→ Énoncé de l'exercice
Extrayez sans modification, dans les enregistrements ci-dessous, les lignes qui vont de celle contenant « vegetation in the photo above. » jusqu'à la fin des enregistrements, ces deux limites comprises. Omettez les images dans votre réponse.

→ Support de l'exercice
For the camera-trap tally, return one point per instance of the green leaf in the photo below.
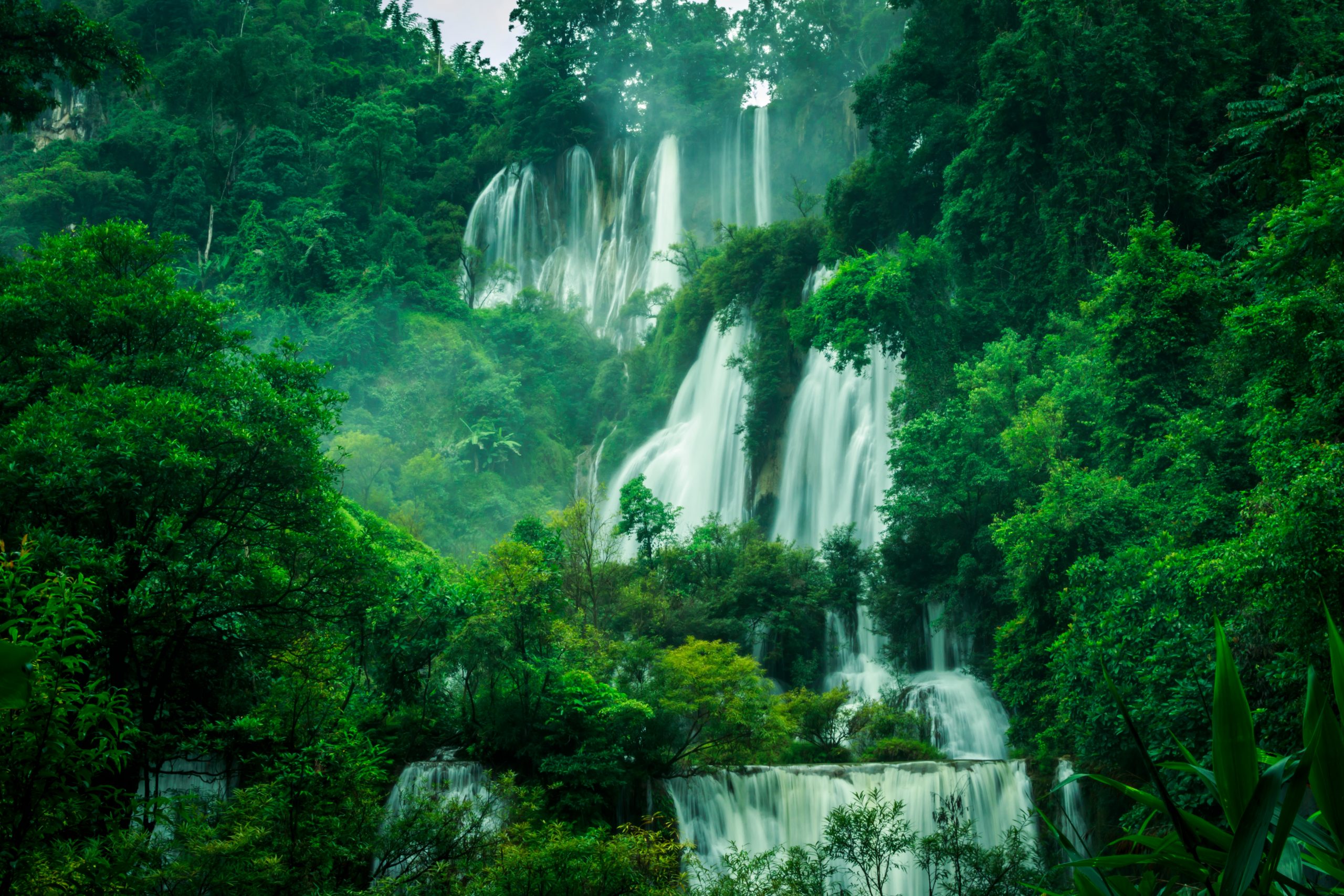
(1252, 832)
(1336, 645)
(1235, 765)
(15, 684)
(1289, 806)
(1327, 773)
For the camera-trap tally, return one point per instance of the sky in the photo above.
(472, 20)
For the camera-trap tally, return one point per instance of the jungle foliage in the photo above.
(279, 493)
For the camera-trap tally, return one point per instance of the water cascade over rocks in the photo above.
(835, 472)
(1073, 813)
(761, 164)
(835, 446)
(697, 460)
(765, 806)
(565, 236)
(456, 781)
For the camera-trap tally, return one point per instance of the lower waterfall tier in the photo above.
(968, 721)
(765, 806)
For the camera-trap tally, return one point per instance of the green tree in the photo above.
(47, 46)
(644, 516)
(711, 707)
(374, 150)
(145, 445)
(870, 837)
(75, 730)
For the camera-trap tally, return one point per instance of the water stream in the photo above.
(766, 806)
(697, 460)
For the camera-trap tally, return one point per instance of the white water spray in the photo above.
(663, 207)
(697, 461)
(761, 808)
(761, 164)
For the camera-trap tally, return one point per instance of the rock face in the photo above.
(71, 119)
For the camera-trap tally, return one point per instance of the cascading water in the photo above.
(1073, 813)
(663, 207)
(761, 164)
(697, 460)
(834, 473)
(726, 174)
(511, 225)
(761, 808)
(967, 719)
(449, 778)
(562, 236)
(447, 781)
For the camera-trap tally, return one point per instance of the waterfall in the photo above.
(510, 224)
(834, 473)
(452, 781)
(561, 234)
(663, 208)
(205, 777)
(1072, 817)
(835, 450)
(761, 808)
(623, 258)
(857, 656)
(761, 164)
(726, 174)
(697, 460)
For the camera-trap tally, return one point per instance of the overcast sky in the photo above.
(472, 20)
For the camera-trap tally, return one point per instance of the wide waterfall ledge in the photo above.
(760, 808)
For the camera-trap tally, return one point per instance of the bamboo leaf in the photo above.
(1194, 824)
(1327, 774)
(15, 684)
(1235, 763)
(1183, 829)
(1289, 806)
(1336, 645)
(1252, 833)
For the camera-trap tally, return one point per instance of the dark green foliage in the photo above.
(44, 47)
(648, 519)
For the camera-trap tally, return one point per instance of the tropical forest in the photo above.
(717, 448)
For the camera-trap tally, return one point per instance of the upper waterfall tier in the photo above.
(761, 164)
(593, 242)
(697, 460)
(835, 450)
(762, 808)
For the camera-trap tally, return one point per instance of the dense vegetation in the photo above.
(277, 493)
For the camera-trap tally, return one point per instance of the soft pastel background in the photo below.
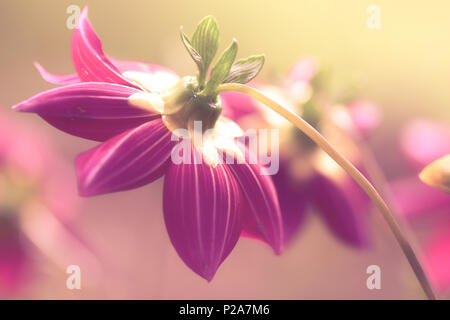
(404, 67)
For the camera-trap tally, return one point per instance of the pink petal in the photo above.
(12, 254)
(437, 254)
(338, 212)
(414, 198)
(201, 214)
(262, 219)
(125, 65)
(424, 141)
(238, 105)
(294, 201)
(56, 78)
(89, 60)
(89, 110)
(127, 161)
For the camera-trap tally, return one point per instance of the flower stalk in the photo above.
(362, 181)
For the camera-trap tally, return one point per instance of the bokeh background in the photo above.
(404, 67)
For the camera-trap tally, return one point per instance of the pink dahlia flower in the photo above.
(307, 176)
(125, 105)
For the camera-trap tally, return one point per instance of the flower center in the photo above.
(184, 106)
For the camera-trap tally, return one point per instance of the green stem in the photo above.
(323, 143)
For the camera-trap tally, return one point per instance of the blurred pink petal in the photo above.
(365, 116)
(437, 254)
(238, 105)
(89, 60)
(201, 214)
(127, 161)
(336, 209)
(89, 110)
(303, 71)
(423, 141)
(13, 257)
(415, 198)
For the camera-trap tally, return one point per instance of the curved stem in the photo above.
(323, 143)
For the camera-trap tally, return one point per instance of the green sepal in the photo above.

→ Corrigé de l'exercice
For the camera-trap tally, return one point per instance of the dense vegetation in the photo above.
(277, 493)
For the camera-trap tally, return one point per instance of the soft pastel background in the photo below.
(404, 67)
For the camera-trap tally, return one point per instance of the pink petal in the photo above.
(12, 254)
(437, 254)
(338, 212)
(414, 198)
(201, 214)
(262, 219)
(125, 65)
(424, 141)
(238, 105)
(294, 201)
(56, 78)
(89, 60)
(89, 110)
(127, 161)
For the camera-trap tally, return one point per instance of the flower stalk in the photo above.
(362, 181)
For the camera-trap tally, return one point per instance of the bokeh background in the photo above.
(404, 67)
For the camera-trap tally, return one point per instance of the pink dahlia flower in the photo above.
(307, 176)
(125, 105)
For the camera-trap tally, return one point per instance of the flower center in the photo above.
(184, 106)
For the camera-trap tally, return one point per instance of the green stem in the photo above.
(323, 143)
For the camera-trap tally, return one point per instance of the blurred pink petal in the photo above.
(365, 116)
(437, 254)
(238, 105)
(89, 60)
(201, 214)
(127, 161)
(336, 209)
(89, 110)
(303, 71)
(423, 141)
(13, 257)
(415, 198)
For the camera-trap tally, return one point per instance of the curved stem in the photo above.
(323, 143)
For the camera-trap tally, return one point per instance of the green sepal in the photo above.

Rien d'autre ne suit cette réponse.